◆ Stated exercise
Go through the entries below and print each one exactly, leaving out pictures.

◆ Material supplied
· · ·
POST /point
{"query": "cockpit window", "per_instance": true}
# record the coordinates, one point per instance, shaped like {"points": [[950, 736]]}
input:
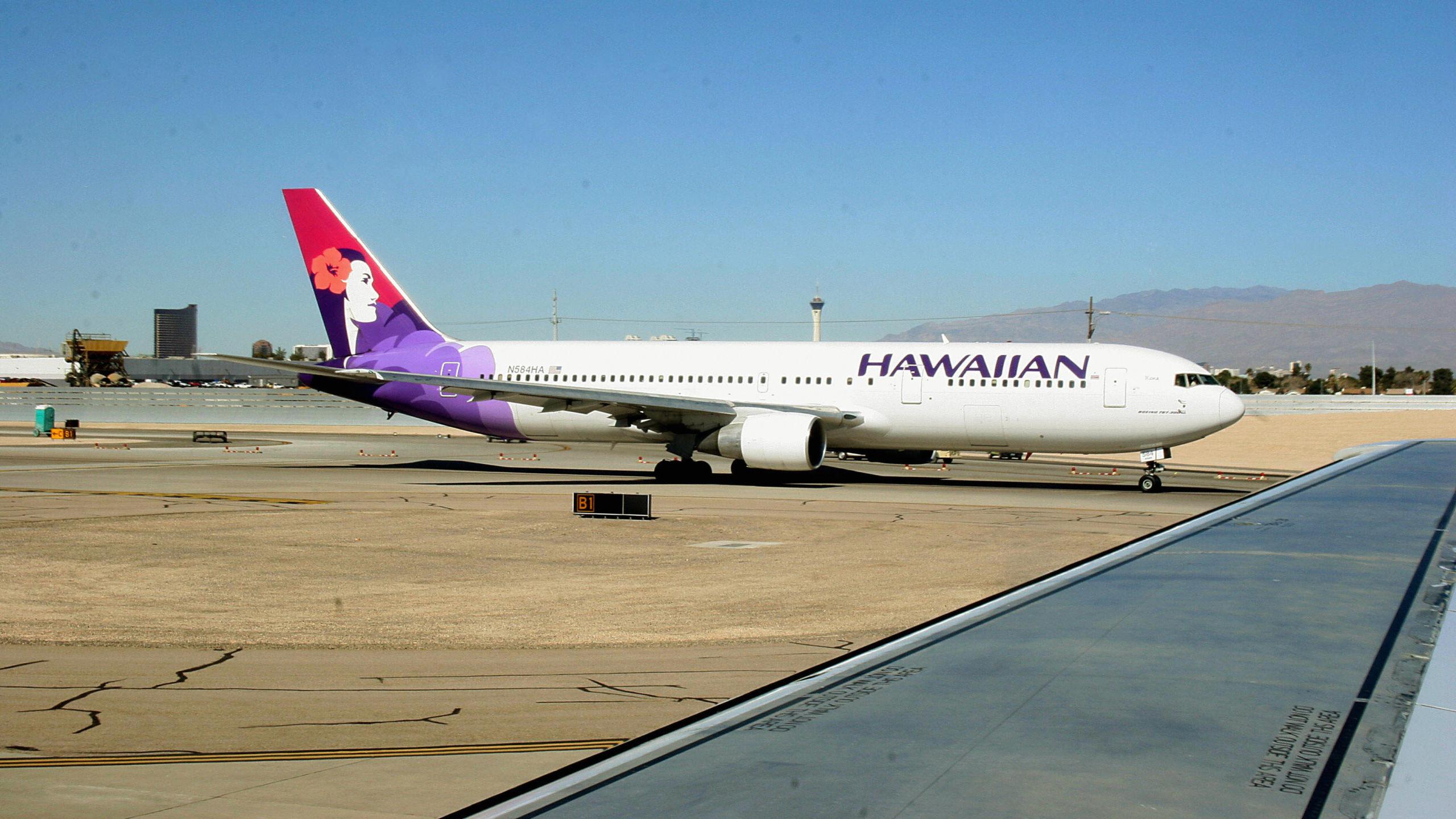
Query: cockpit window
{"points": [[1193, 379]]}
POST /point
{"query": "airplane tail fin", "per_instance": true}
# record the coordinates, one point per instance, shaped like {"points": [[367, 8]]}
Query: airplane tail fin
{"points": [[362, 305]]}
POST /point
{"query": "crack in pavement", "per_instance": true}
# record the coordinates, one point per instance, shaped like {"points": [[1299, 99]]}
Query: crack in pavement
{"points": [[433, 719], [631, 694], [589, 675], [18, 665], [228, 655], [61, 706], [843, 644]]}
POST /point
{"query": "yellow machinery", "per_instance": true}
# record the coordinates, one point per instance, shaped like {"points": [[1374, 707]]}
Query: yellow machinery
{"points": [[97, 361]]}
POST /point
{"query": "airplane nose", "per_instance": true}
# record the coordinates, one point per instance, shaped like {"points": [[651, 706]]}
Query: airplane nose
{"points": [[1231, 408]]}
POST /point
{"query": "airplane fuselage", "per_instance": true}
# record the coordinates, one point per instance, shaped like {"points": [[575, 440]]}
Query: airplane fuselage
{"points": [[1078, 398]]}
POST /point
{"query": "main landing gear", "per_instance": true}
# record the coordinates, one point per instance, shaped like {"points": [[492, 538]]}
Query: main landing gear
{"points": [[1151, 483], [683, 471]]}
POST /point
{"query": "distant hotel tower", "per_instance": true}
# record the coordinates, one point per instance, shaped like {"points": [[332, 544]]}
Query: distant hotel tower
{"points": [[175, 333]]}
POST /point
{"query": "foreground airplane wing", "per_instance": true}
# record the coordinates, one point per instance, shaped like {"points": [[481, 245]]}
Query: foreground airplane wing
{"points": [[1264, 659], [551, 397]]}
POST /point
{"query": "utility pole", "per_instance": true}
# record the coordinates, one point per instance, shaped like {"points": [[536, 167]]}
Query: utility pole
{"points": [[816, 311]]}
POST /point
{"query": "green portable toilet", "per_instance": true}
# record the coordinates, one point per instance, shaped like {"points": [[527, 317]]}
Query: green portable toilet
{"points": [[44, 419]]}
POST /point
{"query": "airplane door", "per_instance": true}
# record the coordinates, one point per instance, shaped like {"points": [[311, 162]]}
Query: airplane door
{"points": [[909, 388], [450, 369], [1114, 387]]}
· · ·
◆ Result
POST /point
{"query": "cockpit window", "per_instance": true}
# record the coordinates, one point per instance, shaped like {"points": [[950, 736]]}
input:
Query: cockpit window
{"points": [[1193, 379]]}
POST /point
{"query": "airplane tail fin", "per_instance": true}
# record the coordinates, one point per instance, shaped like {"points": [[367, 8]]}
Query: airplane tail fin
{"points": [[362, 305]]}
POST /point
{"query": "crack in pavement", "per_instance": true}
# record the coordinates, one point per instance, shaped like {"points": [[1299, 99]]}
Query: crack in pavement
{"points": [[433, 719], [631, 694], [589, 675], [18, 665], [228, 655], [61, 706], [843, 644]]}
POST /point
{"query": "yellow machinery", "per_instance": true}
# record the coordinates, one point per instance, shaped like {"points": [[1374, 707]]}
Query: yellow machinery
{"points": [[97, 361]]}
POST /point
{"query": "airplane nose", "per_instance": true}
# record the coordinates, one point per instance, shaped like {"points": [[651, 706]]}
Query: airplane nose
{"points": [[1231, 408]]}
POST /point
{"query": "airplane fuselage", "per_instance": true}
# record the coordinates, one point per instance, shaped like {"points": [[575, 440]]}
Query: airplane fuselage
{"points": [[1078, 398]]}
POST /point
{"query": "main landing gear", "per_instance": true}
# record the coordinates, one point per instance, shaped like {"points": [[492, 538]]}
Query: main landing gear
{"points": [[1151, 483], [683, 471]]}
POST /point
{"query": "distant hotel tower", "per_instance": true}
# record the coordinates, one point per instance, shaped like {"points": [[332, 544]]}
Query: distant hotel tower
{"points": [[175, 333]]}
POST /point
{"query": "foreground airplane wing", "per_instance": true}
# record the coordinates, one point per instance, shaped like {"points": [[481, 245]]}
Query: foreground airplane wing
{"points": [[1264, 659], [551, 397]]}
POST /point
{"query": "utility pole", "per_instance": true}
# record the coordinates, one point per instance, shaped like {"points": [[536, 167]]}
Query: utility pole
{"points": [[816, 311]]}
POST /point
{"query": "green portable toilet", "per_instance": true}
# record the coordinates, one point per instance, shaped like {"points": [[527, 317]]}
Query: green portable toilet
{"points": [[44, 419]]}
POST /point
{"query": "airplane door", "per_instance": true}
# record the coordinates, one point per instance, shaped like {"points": [[311, 162]]}
Query: airplane door
{"points": [[909, 388], [450, 369], [1114, 387]]}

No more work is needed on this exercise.